# [TEXT SECTION]
These days, Hegge revealed, the former members of the band don't speak. But their attempts to ally feminist politics with cinematic and artistic points of view, while positioning themselves in the punk scene take some beating. I do believe this day at the festival pretty much covered my twenties.

Wednesday, March 20, 2013

LLGFF: Monstrous Passions

Still from Mosquita y Mari
It's often said that teenaged girls experience emotions in such heightened form as to effect complete transformations in their personalities: little angels turn into hormonal monsters. Or so they say.

Well, taking that notion a bit too literally is Bradley Rust Gray, whose Jack and Diane features two would-be lovers who periodically turn into befanged, beclawed monsters and attack each other. Each stage of the couple's relationship features interludes of menacing hairy ectoplash=budding love. Despite this, I found it funny, engaging and offbeat. But, take away the horror element (which is only a clumsily executed metaphor), and it's not nearly so quirky or standout. Still, it certainly beats The Exploding Girl, by the same writer/director, which I found excruciating. Oh, and Kylie Minogue plays a tattooed dyke cougar type who locks lips with the Jack character. Cue "oohs" and "ahs" from the star-struck festival audience.

Not nearly so dramatic, but a bit more dramatically satisfying is Mosquita y Mari, Aurora Guerrero's delightful SoCal Latina growing pains drama in which two girls from opposite sides of the street try to find a middle road for their relationship. Faced with wildly differing expectations of their futures, Yolanda and Mari use their study time to bond, plot their futures and try to work through their growing intimacy, which finds them experiencing emotions they can't quite express to each other. While foregrounding the girls' relationship, Guerrero is also adept at outlining the family pressures that surround them: the struggle of Mari's mother to pay rent and the hopes Yolanda's family are pinning on her academic prowess. A real find.

Meanwhile back in London, Madrid and Berlin, Andrea Esteban and Paula Alamillo are less concerned with lesbian passions than lesbian definitions in Born Naked, jumping from city to city and chatting to their friends and circles about..... Well, that's where I am slightly lost, because I never figured out what this documentary was about: two 20-something lesbians from Madrid? Or their friends and contemporaries? Or an overview of the queer scene in three European cities? Or was it meant to be a more theoretical consideration of what it means to be queer today?

A bit of back story on the two protagonists would have gone a long way to establishing some identification in my mind. Who are they? Why are they living abroad? What is their connection? It looks great, features loads of people and a plethora of locations, and I spotted several familiar faces, but I really am not sure what the film is meant to say.

Tuesday, March 19, 2013

LLGFF: Lives of Artists

Still from Salome
It took a few days, but I have finally assembled the constituent parts of what could be called a Salome trilogy: Salome (1923), Lives of Artists (1972), and Salomania (2009). Mind you, I saw them all ass- backward and woefully ignorant of their lineage, but I got there in the end, and what a puzzling journey it was.

# [DIRECTIONS]
1 - According to the film festival reviews, who directed Mosquita y Mari?
2 - Summarize the film festival reviews in three sentences.

# [INFORMATION PROVIDED]
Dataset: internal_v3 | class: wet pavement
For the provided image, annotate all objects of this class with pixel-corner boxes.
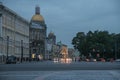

# [ANSWERS TO THE EXERCISE]
1 - Aurora Guerrero

2 - The reviewer found Jack and Diane, in which two would-be lovers periodically turn into monsters, funny and offbeat, but called its horror element a clumsily executed metaphor. Aurora Guerrero's Mosquita y Mari, about two girls working through their growing intimacy amid family pressures, is praised as a real find, while the documentary Born Naked left the reviewer unsure what it was meant to say. In an earlier post, the writer has finally assembled a Salome trilogy: Salome (1923), Lives of Artists (1972), and Salomania (2009).